The entries below are to be transcribed in full, without their images.

Input records:
※ ※ ※
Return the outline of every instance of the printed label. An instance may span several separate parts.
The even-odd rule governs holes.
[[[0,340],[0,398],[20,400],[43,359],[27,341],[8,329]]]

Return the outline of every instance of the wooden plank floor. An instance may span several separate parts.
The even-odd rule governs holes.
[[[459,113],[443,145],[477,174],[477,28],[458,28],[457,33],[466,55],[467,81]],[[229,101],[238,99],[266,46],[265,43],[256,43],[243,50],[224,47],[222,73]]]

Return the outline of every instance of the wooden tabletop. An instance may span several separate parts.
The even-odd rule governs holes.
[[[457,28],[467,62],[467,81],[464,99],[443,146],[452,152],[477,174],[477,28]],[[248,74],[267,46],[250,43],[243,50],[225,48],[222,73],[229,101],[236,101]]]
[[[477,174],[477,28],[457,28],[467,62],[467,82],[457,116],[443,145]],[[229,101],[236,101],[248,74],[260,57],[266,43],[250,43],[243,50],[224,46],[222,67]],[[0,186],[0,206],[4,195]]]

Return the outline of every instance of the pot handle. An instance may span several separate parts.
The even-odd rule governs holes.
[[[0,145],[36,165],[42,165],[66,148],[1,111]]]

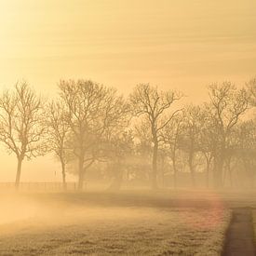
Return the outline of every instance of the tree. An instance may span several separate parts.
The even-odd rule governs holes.
[[[184,109],[184,141],[183,150],[188,154],[192,184],[195,185],[195,155],[199,151],[200,130],[204,123],[204,116],[200,106],[188,105]]]
[[[15,89],[6,90],[0,98],[0,141],[18,159],[15,185],[20,181],[21,165],[26,157],[41,155],[43,126],[42,100],[26,82],[17,84]]]
[[[209,87],[209,90],[210,100],[209,110],[218,140],[214,151],[214,185],[222,187],[228,136],[249,108],[249,97],[246,89],[237,89],[230,82],[212,84]]]
[[[174,116],[170,122],[162,129],[161,137],[164,143],[167,145],[169,152],[169,156],[172,162],[173,168],[173,183],[174,188],[177,188],[177,158],[180,149],[181,139],[182,136],[182,114]]]
[[[160,131],[169,123],[180,111],[176,110],[168,117],[167,114],[174,101],[180,100],[182,94],[175,91],[161,91],[149,84],[138,85],[130,95],[134,115],[143,115],[148,123],[153,141],[152,158],[152,188],[157,187],[157,154],[160,142]]]
[[[70,126],[67,120],[67,111],[62,101],[52,101],[47,109],[48,147],[59,158],[61,164],[63,189],[66,189],[66,164],[69,148],[67,139]]]
[[[209,186],[209,171],[212,166],[213,155],[217,143],[216,127],[209,115],[210,110],[208,106],[202,109],[204,116],[199,132],[199,151],[205,157],[206,163],[206,186]]]
[[[62,80],[59,87],[78,159],[78,189],[82,189],[86,170],[102,156],[104,136],[124,117],[128,106],[115,89],[89,80]]]

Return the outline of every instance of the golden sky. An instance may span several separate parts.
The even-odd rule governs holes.
[[[51,93],[60,78],[90,78],[196,101],[210,82],[255,74],[255,0],[0,0],[0,88],[26,79]],[[0,179],[15,176],[9,165]]]

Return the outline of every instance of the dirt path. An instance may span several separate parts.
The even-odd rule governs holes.
[[[256,255],[253,236],[251,210],[249,209],[234,209],[222,255]]]

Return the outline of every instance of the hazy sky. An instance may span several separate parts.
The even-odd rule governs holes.
[[[0,0],[0,88],[24,78],[51,93],[60,78],[82,77],[124,92],[150,82],[196,101],[209,82],[255,74],[255,0]],[[44,170],[32,170],[39,162]],[[43,162],[21,180],[53,177],[58,166]]]

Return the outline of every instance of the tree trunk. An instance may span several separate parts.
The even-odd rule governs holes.
[[[65,163],[63,160],[61,160],[61,169],[62,169],[62,185],[63,190],[67,189],[67,183],[66,183],[66,170],[65,170]]]
[[[83,190],[84,186],[84,156],[78,159],[78,187],[79,191]]]
[[[209,188],[209,165],[210,161],[207,160],[207,188]]]
[[[215,188],[222,187],[223,159],[222,156],[214,159],[213,182]]]
[[[19,189],[19,186],[20,186],[21,165],[22,165],[22,159],[18,157],[18,167],[17,167],[16,181],[15,181],[16,189]]]
[[[124,176],[124,171],[123,168],[120,163],[115,165],[114,167],[115,168],[115,177],[109,186],[110,191],[119,191],[121,189],[122,182],[123,182],[123,176]]]
[[[158,142],[154,143],[153,149],[153,162],[152,162],[152,189],[157,188],[157,154],[158,154]]]
[[[195,187],[195,169],[194,169],[194,166],[193,166],[193,158],[194,158],[194,154],[193,154],[193,151],[191,151],[189,154],[188,164],[189,164],[189,168],[190,168],[192,185]]]

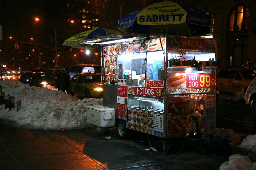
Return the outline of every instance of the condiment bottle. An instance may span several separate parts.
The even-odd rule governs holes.
[[[209,62],[209,66],[211,66],[212,62],[211,59],[211,58],[210,58],[209,60],[209,61],[208,61]]]

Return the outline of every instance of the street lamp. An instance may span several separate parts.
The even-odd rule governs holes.
[[[67,22],[68,21],[62,21],[62,22],[61,22],[60,23],[59,23],[59,24],[58,24],[57,25],[57,26],[56,26],[56,27],[55,27],[53,25],[53,24],[51,22],[49,21],[48,21],[48,20],[47,20],[45,19],[42,19],[42,20],[47,21],[47,22],[49,23],[50,24],[51,24],[51,25],[53,26],[53,28],[54,29],[54,31],[55,32],[55,56],[57,56],[57,36],[56,34],[56,30],[57,30],[57,28],[58,28],[58,26],[59,26],[59,25],[60,24],[61,24],[63,22]],[[39,20],[39,19],[38,18],[36,18],[35,19],[35,20],[37,21],[38,21]],[[70,22],[72,23],[73,23],[74,22],[74,21],[72,20]],[[57,63],[57,62],[56,62],[56,63]]]

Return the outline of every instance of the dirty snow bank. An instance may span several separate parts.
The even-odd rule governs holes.
[[[229,160],[221,165],[220,170],[256,170],[256,162],[253,163],[247,156],[239,154],[233,155],[229,159]]]
[[[81,100],[61,91],[31,87],[19,82],[0,81],[2,91],[20,100],[21,108],[5,110],[0,105],[0,118],[15,121],[19,126],[45,130],[82,129],[90,125],[86,122],[88,105],[102,105],[102,99]],[[15,107],[16,105],[15,103]]]

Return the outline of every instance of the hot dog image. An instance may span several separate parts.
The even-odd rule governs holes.
[[[134,87],[130,87],[128,89],[128,92],[129,93],[131,93],[134,91]]]
[[[163,46],[163,45],[165,43],[165,39],[163,39],[161,40],[161,41],[162,42],[162,45]],[[161,46],[161,43],[159,42],[157,44],[157,49],[161,49],[162,47]]]
[[[172,77],[168,79],[169,86],[171,87],[181,85],[186,81],[186,76],[184,74]]]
※ ※ ※
Full answer:
Return the outline of every instance of the printed label. An instance may span several separate parts.
The even-odd rule governs holes.
[[[0,340],[0,398],[20,400],[43,359],[27,341],[8,329]]]

Return the outline of every instance of the wooden plank floor. An instance may span several separate parts.
The even-odd rule governs holes.
[[[459,113],[443,145],[477,174],[477,28],[458,28],[457,33],[466,55],[467,81]],[[229,101],[238,99],[266,46],[265,43],[256,43],[243,50],[224,47],[222,73]]]

Return the outline of every instance of the wooden tabletop. An instance may span several separate parts.
The even-odd rule governs holes.
[[[457,28],[467,62],[467,81],[464,99],[443,146],[452,152],[477,174],[477,28]],[[248,74],[267,46],[250,43],[243,50],[225,48],[222,73],[229,101],[236,101]]]
[[[477,174],[477,28],[457,28],[467,62],[467,82],[457,116],[443,145]],[[229,101],[236,101],[248,74],[260,57],[266,43],[250,43],[243,50],[224,46],[222,67]],[[0,186],[0,206],[4,195]]]

Return the outline of every instance of the pot handle. An instance may span several separate parts.
The even-odd rule governs holes.
[[[0,145],[36,165],[42,165],[66,148],[1,111]]]

Return the outline of every instance of the tree. An instance may span several separate parts.
The even-odd rule governs holes.
[[[184,109],[184,141],[183,150],[188,154],[192,184],[195,185],[195,155],[199,151],[200,130],[204,123],[204,116],[200,106],[188,105]]]
[[[15,89],[6,90],[0,98],[0,141],[18,159],[15,185],[20,181],[21,165],[26,157],[41,155],[43,126],[42,100],[26,82],[17,84]]]
[[[209,87],[209,90],[210,100],[209,110],[218,140],[214,151],[214,185],[222,187],[228,136],[249,108],[249,97],[246,89],[237,89],[230,82],[212,84]]]
[[[174,116],[170,122],[162,129],[161,137],[164,143],[167,145],[169,152],[169,156],[172,162],[173,168],[173,183],[174,188],[177,188],[177,158],[180,149],[181,139],[182,136],[182,114]]]
[[[160,131],[169,123],[180,111],[176,110],[168,117],[167,114],[174,101],[180,100],[182,94],[175,91],[161,91],[149,84],[138,85],[130,95],[134,115],[143,115],[148,123],[153,141],[152,158],[152,188],[157,187],[157,154],[160,142]]]
[[[70,126],[67,120],[67,111],[62,101],[52,101],[47,109],[48,147],[59,158],[61,164],[63,189],[66,189],[66,164],[69,148],[67,139]]]
[[[209,186],[209,171],[212,166],[213,155],[217,143],[216,127],[209,115],[210,110],[208,106],[202,109],[204,116],[199,132],[199,151],[205,157],[206,163],[206,186]]]
[[[62,80],[59,87],[78,159],[78,189],[82,189],[86,170],[102,156],[104,136],[124,117],[128,106],[115,89],[89,80]]]

Return the outline of every instance of the golden sky. An instance may span several separate parts.
The even-odd rule governs holes.
[[[51,93],[60,78],[90,78],[196,101],[210,82],[255,74],[255,0],[0,0],[0,88],[26,79]],[[0,179],[15,176],[9,165]]]

Return the outline of every instance of the dirt path. An instance may span several separate parts.
The even-odd rule governs holes.
[[[256,255],[253,236],[251,210],[249,209],[234,209],[222,255]]]

Return the outline of every instance of the hazy sky. An instance may span several separate parts.
The even-odd rule governs holes.
[[[0,0],[0,88],[24,78],[51,93],[60,78],[82,77],[124,92],[150,82],[196,101],[209,82],[255,74],[255,0]],[[44,170],[32,170],[39,162]],[[43,162],[21,180],[53,177],[58,166]]]

Return the outline of every instance of the tree trunk. An instance may span several separate parts.
The even-odd rule governs holes.
[[[65,163],[63,160],[61,160],[61,169],[62,169],[62,185],[63,190],[67,189],[67,183],[66,183],[66,170],[65,170]]]
[[[83,190],[84,186],[84,156],[78,159],[78,187],[79,191]]]
[[[209,188],[209,165],[210,161],[207,160],[207,188]]]
[[[215,188],[222,187],[223,159],[222,156],[214,159],[213,182]]]
[[[19,189],[19,186],[20,186],[21,165],[22,165],[22,159],[18,157],[18,167],[17,167],[16,181],[15,181],[16,189]]]
[[[124,176],[124,171],[123,168],[120,163],[115,165],[114,167],[115,168],[115,177],[109,186],[110,191],[119,191],[121,189],[122,182],[123,182],[123,176]]]
[[[158,142],[154,143],[153,149],[153,162],[152,162],[152,189],[157,188],[157,154],[158,154]]]
[[[195,187],[195,169],[194,169],[194,166],[193,166],[193,158],[194,158],[194,154],[193,154],[193,151],[191,151],[189,154],[188,164],[189,164],[189,168],[190,168],[192,185]]]

Return the outline of every instance of the condiment bottle. An instance may span several separate parts.
The even-odd rule governs holes.
[[[209,62],[209,66],[211,66],[212,62],[211,59],[211,58],[210,58],[209,60],[209,61],[208,61]]]

Return the outline of every instance of the street lamp. An instance may span several separate parts.
The even-odd rule governs holes.
[[[67,22],[68,21],[62,21],[62,22],[61,22],[60,23],[59,23],[59,24],[58,24],[57,25],[57,26],[56,26],[56,27],[55,27],[53,25],[53,24],[51,22],[49,21],[48,21],[48,20],[47,20],[45,19],[42,19],[42,20],[47,21],[47,22],[49,23],[50,24],[51,24],[51,25],[53,26],[53,28],[54,29],[54,31],[55,32],[55,56],[57,56],[57,36],[56,34],[56,30],[57,30],[57,28],[58,28],[58,26],[59,26],[59,25],[60,24],[61,24],[63,22]],[[39,20],[39,19],[38,18],[36,18],[35,19],[35,20],[37,21],[38,21]],[[70,22],[72,23],[73,23],[74,22],[74,21],[72,20]],[[57,63],[57,62],[56,62],[56,63]]]

Return the outline of every instance of the dirty snow bank. An instance may span several separate parts.
The even-odd rule governs holes.
[[[229,160],[221,165],[220,170],[256,170],[256,162],[253,163],[247,156],[239,154],[233,155],[229,159]]]
[[[81,100],[61,91],[31,87],[19,82],[0,81],[2,91],[20,100],[21,108],[5,110],[0,105],[0,118],[15,121],[19,126],[45,130],[82,129],[90,125],[86,122],[88,105],[102,105],[102,99]],[[15,107],[16,105],[15,103]]]

Return the outline of every instance of the hot dog image. An instance may span several separate parts.
The even-odd rule governs holes.
[[[134,87],[130,87],[128,89],[128,92],[129,93],[131,93],[134,91]]]
[[[163,46],[163,45],[165,43],[165,39],[163,39],[161,40],[161,41],[162,42],[162,45]],[[161,46],[161,43],[159,42],[157,44],[157,49],[161,49],[162,47]]]
[[[172,77],[168,79],[169,86],[171,87],[181,85],[186,81],[186,76],[184,74]]]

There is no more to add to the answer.